**Problems to solve:**
[a] In the forum thread about Angora cats, rewrite everything from "I just wondered if anyone" down to "they are like?", replacing "rescue centre" with "animal shelter".
[b] Present only the listing lines from the one containing "[tag] man's face (a point for each instance)" down to the one containing "(1023, 646)", both included, as a JSON list of strings with one string per line and blank lines omitted.

**Passage provided:**
- - -

# Angora cats



## BBP (10 May 2016)

I just wondered if anyone has one of these? I became the lucky person of two little cats from the rescue centre a year ago and I have a hunch one of them may be a little Angora. She is the most incredible medium coat black smoke with black tabby stripes through it (don't know the real name of the colour) with a gorgeous expressive feather like long tail. She's a massive character, full of energy and mischief and cuddles. When I looked up black smoke cat this picture of an angora popped up http://www.gildethros.com/minue/minue.html and she looks so much like it I'm convinced that's what she is. I just wondered if any of you guys are lucky enough to have one and what they are like?

We thought her little friend might be a Maine coon or Norwegian forest cat but she isn't fully mature yet. She doesn't look quite like the Maine coon I had as a kid but does have the most beautiful nature and the most massive paws!!


----------



## Shady (10 May 2016)

Hi Katpt, have just looked at your other post and i can just see your black smoke cat, interestingly you can get Maine Coons in this colour so it's possible they are both Maine Coons? or very typey crosses, iv'e never had an Angora but i'm told they are gentle, affectionate cats, can you post some pics of them both?, i can probably tell you what they are from that, xx


----------



## BBP (10 May 2016)

- - -

**Input material:**
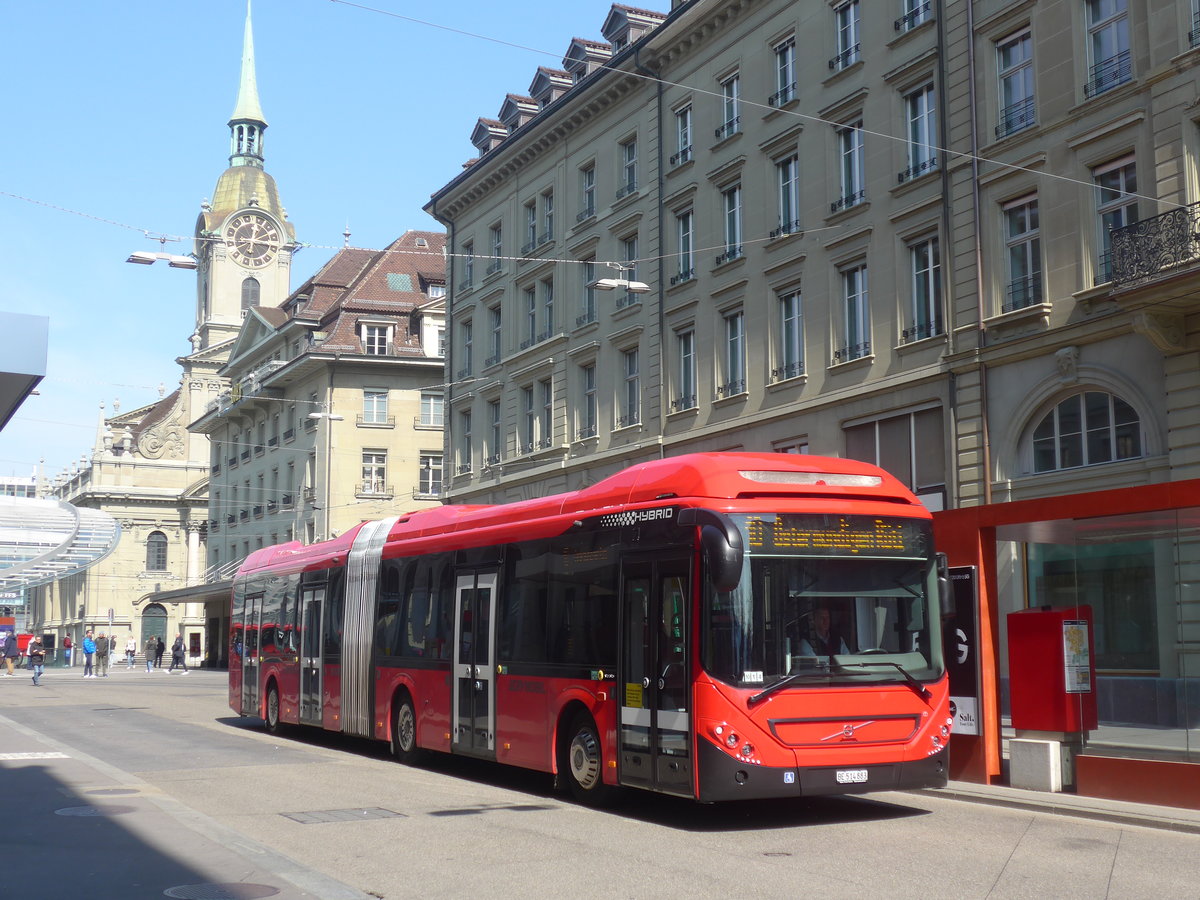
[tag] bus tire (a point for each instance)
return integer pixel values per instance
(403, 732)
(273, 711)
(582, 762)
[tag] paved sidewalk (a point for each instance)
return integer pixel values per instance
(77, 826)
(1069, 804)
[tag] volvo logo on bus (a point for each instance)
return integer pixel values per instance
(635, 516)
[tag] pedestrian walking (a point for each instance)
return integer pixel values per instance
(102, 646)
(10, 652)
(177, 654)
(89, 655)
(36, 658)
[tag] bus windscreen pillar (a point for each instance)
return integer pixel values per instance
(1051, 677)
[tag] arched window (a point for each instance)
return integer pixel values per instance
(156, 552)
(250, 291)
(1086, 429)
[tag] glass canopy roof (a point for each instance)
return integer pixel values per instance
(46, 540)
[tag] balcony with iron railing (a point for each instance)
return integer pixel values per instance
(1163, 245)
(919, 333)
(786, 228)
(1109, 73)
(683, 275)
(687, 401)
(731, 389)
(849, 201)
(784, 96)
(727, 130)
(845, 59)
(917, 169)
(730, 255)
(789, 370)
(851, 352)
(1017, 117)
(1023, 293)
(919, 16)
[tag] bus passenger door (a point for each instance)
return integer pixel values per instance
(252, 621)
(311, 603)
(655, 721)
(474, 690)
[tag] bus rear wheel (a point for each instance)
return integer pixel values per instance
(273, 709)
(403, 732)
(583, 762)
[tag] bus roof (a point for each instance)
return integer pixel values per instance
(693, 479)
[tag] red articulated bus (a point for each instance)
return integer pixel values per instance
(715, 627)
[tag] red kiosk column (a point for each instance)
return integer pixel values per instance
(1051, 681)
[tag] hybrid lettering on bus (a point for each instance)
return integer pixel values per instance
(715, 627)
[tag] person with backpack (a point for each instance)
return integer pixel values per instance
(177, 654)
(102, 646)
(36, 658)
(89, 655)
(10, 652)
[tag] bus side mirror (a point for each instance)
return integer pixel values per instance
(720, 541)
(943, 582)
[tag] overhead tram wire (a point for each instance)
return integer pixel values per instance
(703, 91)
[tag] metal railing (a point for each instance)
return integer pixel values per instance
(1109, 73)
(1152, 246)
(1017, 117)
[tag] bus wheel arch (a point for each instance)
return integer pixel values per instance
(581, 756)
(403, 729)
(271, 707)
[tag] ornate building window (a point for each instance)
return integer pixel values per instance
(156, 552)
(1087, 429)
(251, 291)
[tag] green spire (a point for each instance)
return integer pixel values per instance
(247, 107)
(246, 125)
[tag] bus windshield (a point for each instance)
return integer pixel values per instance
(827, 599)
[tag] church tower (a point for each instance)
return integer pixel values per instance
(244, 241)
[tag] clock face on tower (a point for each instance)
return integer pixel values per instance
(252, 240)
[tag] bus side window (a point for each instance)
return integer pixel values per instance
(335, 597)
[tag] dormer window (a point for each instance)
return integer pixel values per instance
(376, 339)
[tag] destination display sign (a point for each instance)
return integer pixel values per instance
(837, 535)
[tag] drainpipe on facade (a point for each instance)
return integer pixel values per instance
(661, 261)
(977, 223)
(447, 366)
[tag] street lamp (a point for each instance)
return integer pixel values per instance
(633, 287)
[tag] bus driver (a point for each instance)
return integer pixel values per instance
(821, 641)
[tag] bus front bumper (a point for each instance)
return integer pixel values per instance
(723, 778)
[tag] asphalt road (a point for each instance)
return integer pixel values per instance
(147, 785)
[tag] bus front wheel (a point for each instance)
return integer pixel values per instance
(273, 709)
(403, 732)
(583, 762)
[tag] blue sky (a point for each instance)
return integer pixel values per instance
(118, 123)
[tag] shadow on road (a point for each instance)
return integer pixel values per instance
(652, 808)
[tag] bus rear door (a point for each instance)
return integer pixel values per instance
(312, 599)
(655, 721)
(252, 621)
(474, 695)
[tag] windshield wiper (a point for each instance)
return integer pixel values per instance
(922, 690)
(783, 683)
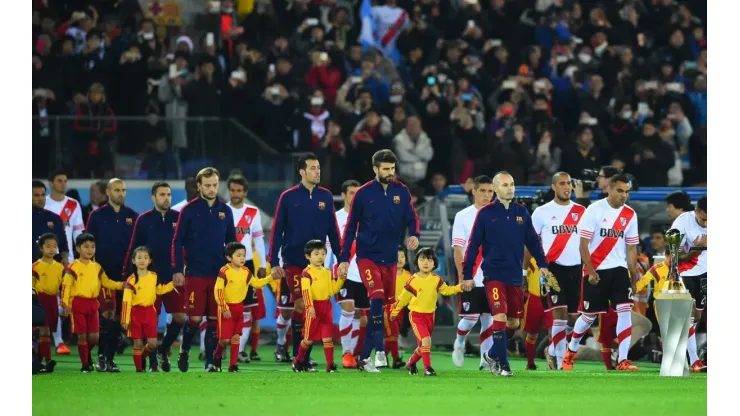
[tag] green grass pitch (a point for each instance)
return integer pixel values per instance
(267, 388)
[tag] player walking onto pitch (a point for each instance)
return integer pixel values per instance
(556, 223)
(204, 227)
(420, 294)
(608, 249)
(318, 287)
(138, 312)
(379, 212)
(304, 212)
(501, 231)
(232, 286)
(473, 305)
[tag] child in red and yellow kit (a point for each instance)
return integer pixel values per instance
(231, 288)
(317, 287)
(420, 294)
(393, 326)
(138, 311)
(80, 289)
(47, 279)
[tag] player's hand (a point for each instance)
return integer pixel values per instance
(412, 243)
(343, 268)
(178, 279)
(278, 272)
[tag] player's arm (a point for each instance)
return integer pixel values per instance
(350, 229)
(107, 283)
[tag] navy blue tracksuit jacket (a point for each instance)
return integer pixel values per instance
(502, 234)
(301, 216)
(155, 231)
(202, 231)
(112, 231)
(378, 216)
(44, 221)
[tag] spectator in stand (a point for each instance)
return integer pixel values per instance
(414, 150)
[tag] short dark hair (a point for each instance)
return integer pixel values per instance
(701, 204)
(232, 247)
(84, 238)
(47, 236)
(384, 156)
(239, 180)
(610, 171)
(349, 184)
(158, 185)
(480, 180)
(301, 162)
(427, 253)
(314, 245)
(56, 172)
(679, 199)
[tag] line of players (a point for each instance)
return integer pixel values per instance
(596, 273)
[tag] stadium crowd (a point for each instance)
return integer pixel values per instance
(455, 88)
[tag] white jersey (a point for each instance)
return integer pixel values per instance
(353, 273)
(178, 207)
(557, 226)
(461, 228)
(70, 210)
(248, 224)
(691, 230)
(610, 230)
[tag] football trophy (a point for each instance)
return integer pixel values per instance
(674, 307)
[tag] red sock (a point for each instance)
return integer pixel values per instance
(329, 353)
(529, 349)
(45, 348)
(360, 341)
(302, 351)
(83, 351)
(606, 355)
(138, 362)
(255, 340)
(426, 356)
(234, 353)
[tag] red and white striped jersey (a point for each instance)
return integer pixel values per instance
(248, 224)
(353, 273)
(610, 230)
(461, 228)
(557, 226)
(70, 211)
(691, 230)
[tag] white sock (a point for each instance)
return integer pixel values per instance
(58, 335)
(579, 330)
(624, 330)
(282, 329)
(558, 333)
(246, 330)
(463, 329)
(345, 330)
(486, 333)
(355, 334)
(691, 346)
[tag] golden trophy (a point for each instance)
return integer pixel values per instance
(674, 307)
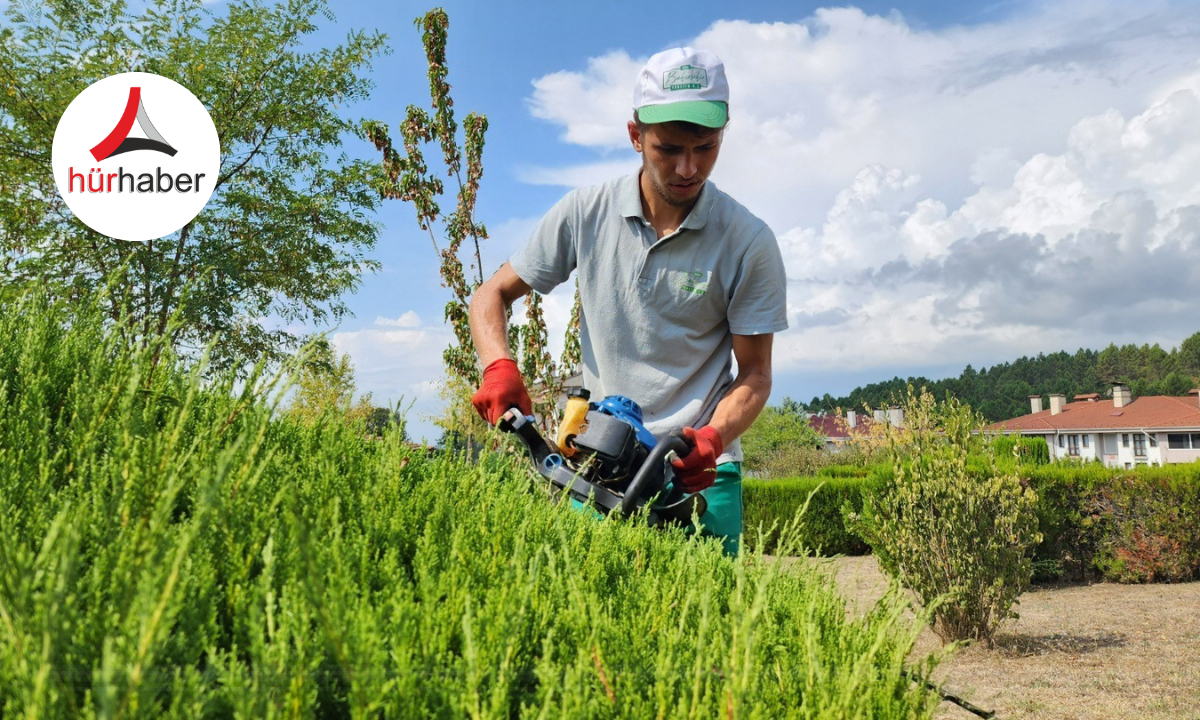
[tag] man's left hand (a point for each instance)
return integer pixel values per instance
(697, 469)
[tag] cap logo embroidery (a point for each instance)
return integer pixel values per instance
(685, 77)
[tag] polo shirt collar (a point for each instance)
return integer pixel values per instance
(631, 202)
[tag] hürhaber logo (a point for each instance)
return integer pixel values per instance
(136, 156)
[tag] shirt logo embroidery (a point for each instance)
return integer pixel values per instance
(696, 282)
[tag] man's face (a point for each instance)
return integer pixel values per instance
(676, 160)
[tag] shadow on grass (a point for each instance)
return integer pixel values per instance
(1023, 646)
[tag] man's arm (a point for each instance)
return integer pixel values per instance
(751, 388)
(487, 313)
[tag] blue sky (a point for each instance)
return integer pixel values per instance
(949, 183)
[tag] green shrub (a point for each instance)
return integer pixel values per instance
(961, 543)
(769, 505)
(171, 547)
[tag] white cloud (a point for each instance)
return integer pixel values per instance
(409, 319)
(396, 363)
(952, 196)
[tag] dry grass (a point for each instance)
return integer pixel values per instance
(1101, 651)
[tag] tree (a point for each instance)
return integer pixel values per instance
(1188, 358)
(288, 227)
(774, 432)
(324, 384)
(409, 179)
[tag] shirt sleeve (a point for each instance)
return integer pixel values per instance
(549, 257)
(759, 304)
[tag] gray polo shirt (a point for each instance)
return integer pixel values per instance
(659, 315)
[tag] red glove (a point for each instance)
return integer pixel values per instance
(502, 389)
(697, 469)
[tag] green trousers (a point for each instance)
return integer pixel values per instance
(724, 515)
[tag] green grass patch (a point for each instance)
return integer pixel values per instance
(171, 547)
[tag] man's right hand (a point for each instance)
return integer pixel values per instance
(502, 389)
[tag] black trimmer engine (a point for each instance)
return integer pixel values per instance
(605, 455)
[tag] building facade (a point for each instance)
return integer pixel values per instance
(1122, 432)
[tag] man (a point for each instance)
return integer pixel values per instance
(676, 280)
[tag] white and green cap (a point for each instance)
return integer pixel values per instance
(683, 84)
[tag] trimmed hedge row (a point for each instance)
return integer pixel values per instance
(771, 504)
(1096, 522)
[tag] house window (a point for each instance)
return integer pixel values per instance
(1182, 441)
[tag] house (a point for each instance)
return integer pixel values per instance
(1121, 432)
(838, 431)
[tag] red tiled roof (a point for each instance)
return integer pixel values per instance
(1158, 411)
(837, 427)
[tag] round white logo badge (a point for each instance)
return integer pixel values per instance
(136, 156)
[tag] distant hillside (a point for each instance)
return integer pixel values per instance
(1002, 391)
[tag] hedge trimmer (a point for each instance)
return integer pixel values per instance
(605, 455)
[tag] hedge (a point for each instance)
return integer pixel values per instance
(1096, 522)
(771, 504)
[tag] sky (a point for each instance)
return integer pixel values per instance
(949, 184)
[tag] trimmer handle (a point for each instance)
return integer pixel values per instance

- - -

**Answers for the tasks:**
[a]
I just wondered if anyone has one of these? I became the lucky person of two little cats from the animal shelter a year ago and I have a hunch one of them may be a little Angora. She is the most incredible medium coat black smoke with black tabby stripes through it (don't know the real name of the colour) with a gorgeous expressive feather like long tail. She's a massive character, full of energy and mischief and cuddles. When I looked up black smoke cat this picture of an angora popped up http://www.gildethros.com/minue/minue.html and she looks so much like it I'm convinced that's what she is. I just wondered if any of you guys are lucky enough to have one and what they are like?

[b]
[
  "[tag] man's face (a point for each instance)",
  "return integer pixel values per instance",
  "(676, 160)",
  "[tag] shadow on grass (a point for each instance)",
  "return integer pixel values per instance",
  "(1023, 646)"
]